## Excerpted passage
+ + + + +
Throughout Latin America and the Caribbean, workers continued to suffer myriad violations of internationally recognized labor rights. Common abuses included the worst forms of child labor, employment discrimination, and violations of the right to freedom of association. In some cases, violations were perpetuated by the government's failure to enforce domestic labor legislation and, in other cases, national labor laws fell short of international labor standards. The result was the same, however: employers were able to violate workers' rights with impunity. In Colombia, where the defense of labor rights was an extremely dangerous activity, union leaders and members were frequently killed.

In an encouraging sign of progress, several countries took meaningful steps toward accountability for past abuses. In Mexico, for example, the government made the historic decision to publicly acknowledge acts of political violence committed by its security forces during the 1960s and 1970s, and to try to bring to justice those responsible for such crimes. President Vicente Fox, in November 2001, announced the creation of a special prosecutor's office that was charged with this task. In Argentina, a number of senior military officers implicated in abuses committed during that country's "dirty war" were in detention or under house arrest, including former military ruler Leopoldo Galtieri. As of November, however, the Argentine Supreme Court had yet to rule on appeals of two federal court decisions striking down the country's amnesty laws, a ruling that would be critical to the success of efforts to establish accountability.

In Chile, although courts made significant progress in prosecuting members of the military implicated in the "disappearances" committed during the Pinochet era, General Augusto Pinochet himself escaped justice. Disagreeing with many legal experts, Chile's Supreme Court held that the "moderate dementia" Pinochet was deemed to be suffering from was sufficient to satisfy the statutory requirements for terminating proceedings in the notorious "Caravan of Death" case.

Peru's truth commission held public hearings in cities and rural areas all across the country, beginning in April. The hearings, which were televised, were devoted to first-hand testimonies regarding massacres, extrajudicial executions, rapes, and other abuses committed in Peru from 1980 to 2000. Also in April, as the result of negotiations with the Inter-American Commission on Human Rights, the attorney general named a special prosecutor to investigate and prosecute hundreds of forced disappearances, killings, and other crimes, mainly committed during the 1980s. The special prosecutor was also mandated to exhume and identify human remains in the more than five hundred clandestine burial sites believed to exist in Peru.
+ + + + +
## Data block
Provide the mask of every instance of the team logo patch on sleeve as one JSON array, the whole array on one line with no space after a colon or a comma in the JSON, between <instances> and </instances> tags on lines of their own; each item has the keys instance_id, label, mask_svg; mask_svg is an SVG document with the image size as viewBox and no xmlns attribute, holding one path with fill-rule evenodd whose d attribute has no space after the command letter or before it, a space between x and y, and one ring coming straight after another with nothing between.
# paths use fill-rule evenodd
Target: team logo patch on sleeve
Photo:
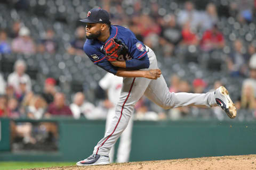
+ + + + +
## Action item
Condense the paragraph of the excerpt on human rights in Latin America that begins "Peru's truth commission held" into a short bulleted list that keeps its main facts. The listing is not needed for what comes next.

## Output of the task
- Starting in April, Peru's truth commission held televised public hearings in cities and rural areas nationwide.
- The hearings presented first-hand testimony on massacres, extrajudicial executions, rapes, and other abuses committed in Peru from 1980 to 2000.
- Also in April, following negotiations with the Inter-American Commission on Human Rights, the attorney general named a special prosecutor.
- This prosecutor was to investigate and prosecute hundreds of forced disappearances, killings, and other crimes, mostly from the 1980s.
- The prosecutor was also to exhume and identify human remains at the more than five hundred clandestine burial sites believed to exist in Peru.